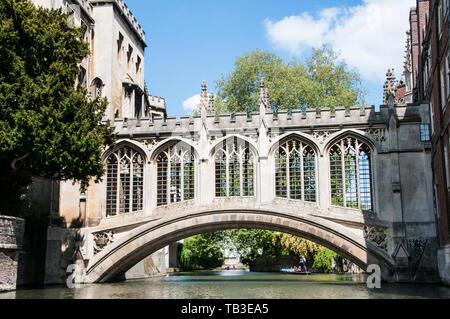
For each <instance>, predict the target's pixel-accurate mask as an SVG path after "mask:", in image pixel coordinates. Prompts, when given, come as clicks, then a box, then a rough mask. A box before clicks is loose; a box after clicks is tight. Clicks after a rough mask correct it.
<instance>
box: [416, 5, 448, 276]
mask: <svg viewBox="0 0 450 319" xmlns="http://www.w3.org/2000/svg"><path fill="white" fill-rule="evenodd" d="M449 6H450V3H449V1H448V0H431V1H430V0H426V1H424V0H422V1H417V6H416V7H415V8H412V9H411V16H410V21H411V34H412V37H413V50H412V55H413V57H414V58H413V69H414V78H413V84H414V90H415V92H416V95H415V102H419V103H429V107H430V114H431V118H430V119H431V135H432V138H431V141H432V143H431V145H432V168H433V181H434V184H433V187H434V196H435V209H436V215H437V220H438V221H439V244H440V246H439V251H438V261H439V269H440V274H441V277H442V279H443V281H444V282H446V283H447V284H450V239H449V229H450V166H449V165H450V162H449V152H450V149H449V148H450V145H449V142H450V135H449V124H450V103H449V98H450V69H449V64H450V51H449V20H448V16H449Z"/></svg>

* * *

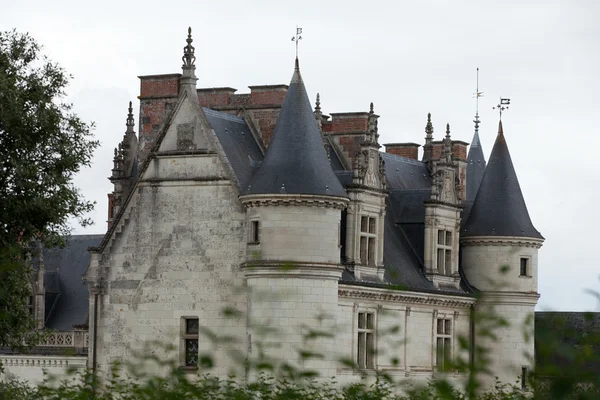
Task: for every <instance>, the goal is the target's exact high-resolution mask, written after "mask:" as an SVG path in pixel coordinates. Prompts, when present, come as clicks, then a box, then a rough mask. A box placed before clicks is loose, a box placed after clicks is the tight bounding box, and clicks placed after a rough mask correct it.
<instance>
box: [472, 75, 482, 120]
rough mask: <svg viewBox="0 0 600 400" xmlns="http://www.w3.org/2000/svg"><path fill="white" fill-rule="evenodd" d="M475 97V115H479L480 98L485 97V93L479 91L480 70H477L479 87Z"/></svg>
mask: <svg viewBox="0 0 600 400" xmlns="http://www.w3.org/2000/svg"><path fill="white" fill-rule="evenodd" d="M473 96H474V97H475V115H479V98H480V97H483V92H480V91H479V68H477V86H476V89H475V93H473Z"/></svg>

--

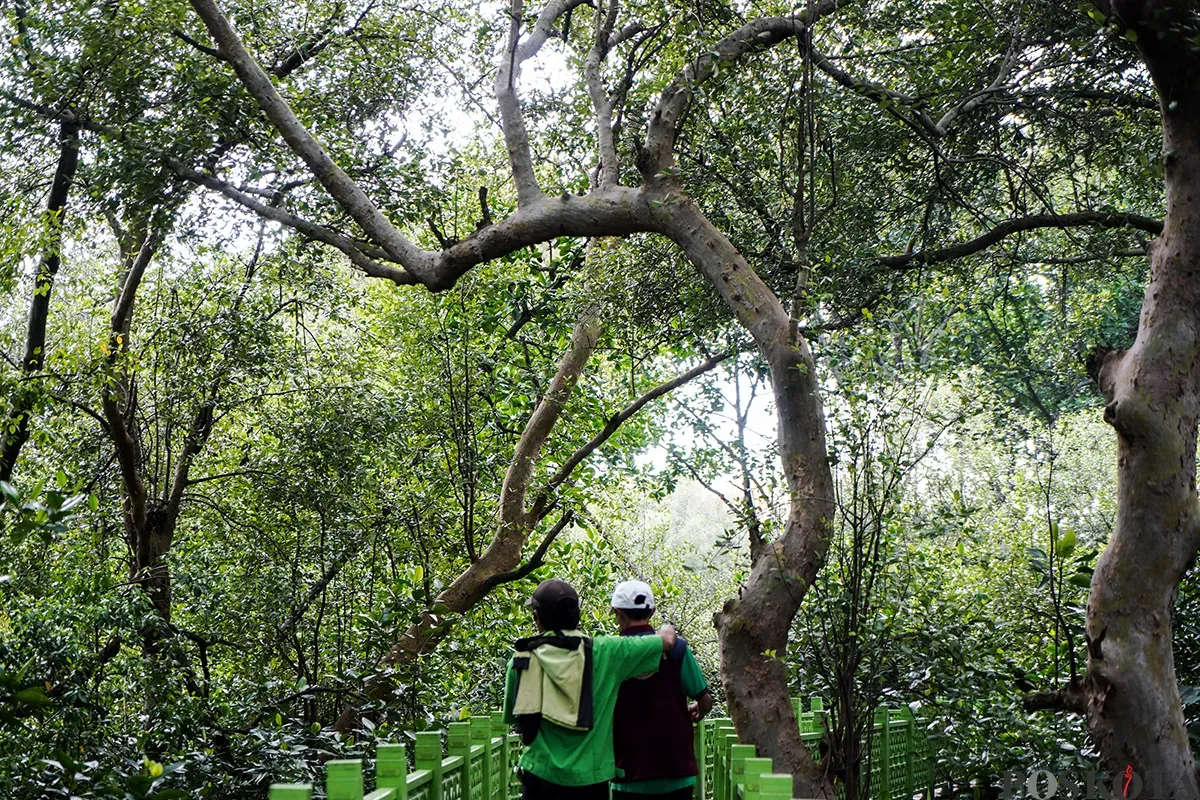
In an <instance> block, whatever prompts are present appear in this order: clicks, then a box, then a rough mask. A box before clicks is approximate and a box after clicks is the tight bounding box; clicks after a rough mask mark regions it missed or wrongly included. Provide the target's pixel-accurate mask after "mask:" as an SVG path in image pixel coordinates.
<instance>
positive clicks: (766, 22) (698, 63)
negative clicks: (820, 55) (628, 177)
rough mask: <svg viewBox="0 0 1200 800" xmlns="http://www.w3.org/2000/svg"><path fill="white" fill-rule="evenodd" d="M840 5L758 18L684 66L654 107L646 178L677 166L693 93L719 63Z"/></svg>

Work order: Copy out, word for word, the lines in the records above, starting at the line with "In an <instance>" and ending with the line with "5L758 18L684 66L654", including both.

Exercise response:
In an <instance> block, whatever prompts are present appear in this order: clicks, then a box, then a rough mask. A box before clicks is approximate and a box after clicks is the tight bounding box; clicks after a rough mask mark regions it missed or wrongly included. Provide the target's pixel-accurate mask after "mask:" as an SVG path in image pixel coordinates.
<instance>
positive clicks: (766, 22) (698, 63)
negative clicks: (820, 55) (628, 177)
rough mask: <svg viewBox="0 0 1200 800" xmlns="http://www.w3.org/2000/svg"><path fill="white" fill-rule="evenodd" d="M840 5L758 18L684 66L654 107L646 178L677 166L693 93L719 63Z"/></svg>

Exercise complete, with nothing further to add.